- _GOAL_
Rewrite all of the lines that follow, requests included, multiplying every bounding box coordinate in the answers by 2.1 and rounding each result to a whole number, with halves rounded up.

- _INPUT MATERIAL_
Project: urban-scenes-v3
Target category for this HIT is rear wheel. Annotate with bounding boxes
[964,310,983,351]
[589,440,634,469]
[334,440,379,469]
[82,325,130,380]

- _FINAL RESULT_
Project: urban-scenes-v3
Target category for this HIT is rear wheel. Annotate with bounding boxes
[2024,651,2064,737]
[1237,924,1331,985]
[701,924,796,985]
[172,683,273,798]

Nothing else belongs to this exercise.